------ TASK INPUTS ------

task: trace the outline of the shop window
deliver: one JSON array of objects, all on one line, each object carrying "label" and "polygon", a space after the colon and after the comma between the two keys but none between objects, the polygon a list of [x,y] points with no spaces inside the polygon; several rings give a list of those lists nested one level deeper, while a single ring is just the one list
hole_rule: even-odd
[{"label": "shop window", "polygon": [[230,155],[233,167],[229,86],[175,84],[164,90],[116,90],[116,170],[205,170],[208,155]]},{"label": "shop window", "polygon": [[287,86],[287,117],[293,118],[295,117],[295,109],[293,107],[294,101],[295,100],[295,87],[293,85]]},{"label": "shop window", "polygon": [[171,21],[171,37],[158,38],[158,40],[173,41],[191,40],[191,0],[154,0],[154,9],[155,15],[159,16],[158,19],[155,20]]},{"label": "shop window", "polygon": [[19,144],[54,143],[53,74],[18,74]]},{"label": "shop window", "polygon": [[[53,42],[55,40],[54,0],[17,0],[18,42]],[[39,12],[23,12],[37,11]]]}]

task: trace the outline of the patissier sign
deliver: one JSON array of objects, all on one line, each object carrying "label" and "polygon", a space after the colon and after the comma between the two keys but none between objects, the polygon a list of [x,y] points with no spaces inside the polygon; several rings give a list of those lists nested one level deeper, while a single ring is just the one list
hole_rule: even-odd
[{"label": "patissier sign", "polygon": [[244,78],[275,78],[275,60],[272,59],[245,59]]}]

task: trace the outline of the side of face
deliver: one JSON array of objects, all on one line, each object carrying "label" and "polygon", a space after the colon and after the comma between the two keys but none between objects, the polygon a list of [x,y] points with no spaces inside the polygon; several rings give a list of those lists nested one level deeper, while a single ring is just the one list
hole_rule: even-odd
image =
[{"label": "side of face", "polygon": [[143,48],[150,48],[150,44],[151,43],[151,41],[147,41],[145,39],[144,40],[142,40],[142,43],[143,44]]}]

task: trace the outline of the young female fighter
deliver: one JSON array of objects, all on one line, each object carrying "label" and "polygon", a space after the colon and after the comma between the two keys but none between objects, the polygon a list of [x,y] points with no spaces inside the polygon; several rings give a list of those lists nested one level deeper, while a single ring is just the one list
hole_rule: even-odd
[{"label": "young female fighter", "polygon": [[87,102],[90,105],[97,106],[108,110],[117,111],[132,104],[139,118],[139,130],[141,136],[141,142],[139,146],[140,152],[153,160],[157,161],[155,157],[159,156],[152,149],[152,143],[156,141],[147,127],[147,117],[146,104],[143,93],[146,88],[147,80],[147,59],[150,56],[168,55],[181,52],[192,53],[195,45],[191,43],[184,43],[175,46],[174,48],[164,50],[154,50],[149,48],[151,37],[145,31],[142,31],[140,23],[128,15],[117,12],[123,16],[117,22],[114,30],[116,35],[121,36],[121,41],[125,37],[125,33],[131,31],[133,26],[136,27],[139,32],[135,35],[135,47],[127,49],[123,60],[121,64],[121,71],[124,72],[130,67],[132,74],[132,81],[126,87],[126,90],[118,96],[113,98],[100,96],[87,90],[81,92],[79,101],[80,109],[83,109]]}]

------

*PROBLEM STATEMENT*:
Repeat only the stretch of lines that begins at the line containing "task: trace the outline of the young" and ends at the last line above, both included.

*REPLY TO THE EXERCISE*:
task: trace the outline of the young female fighter
deliver: one JSON array of objects, all on one line, each object carrying "label" and "polygon", a space after the colon and after the comma between the two keys but none between objects, the polygon a list of [x,y] points with no spaces inside the polygon; several rings give a list of those lists nested one level deeper, while a single ring is just the one list
hole_rule: even-odd
[{"label": "young female fighter", "polygon": [[87,102],[90,105],[97,106],[108,110],[117,111],[132,104],[139,118],[139,130],[141,136],[141,142],[139,146],[140,152],[153,160],[157,161],[155,157],[159,156],[152,149],[152,143],[156,141],[147,127],[147,117],[146,104],[143,93],[146,88],[147,80],[147,59],[150,56],[168,55],[181,52],[192,53],[195,45],[191,43],[184,43],[175,46],[174,48],[164,50],[154,50],[149,48],[151,37],[145,31],[142,31],[140,23],[128,15],[117,12],[123,16],[117,22],[114,30],[116,35],[121,36],[121,41],[125,37],[125,33],[131,31],[133,26],[136,27],[139,32],[135,35],[135,47],[127,49],[123,60],[121,64],[121,71],[124,72],[130,67],[132,74],[132,81],[126,87],[126,90],[118,96],[113,98],[100,96],[87,90],[81,92],[79,101],[80,109],[83,109]]}]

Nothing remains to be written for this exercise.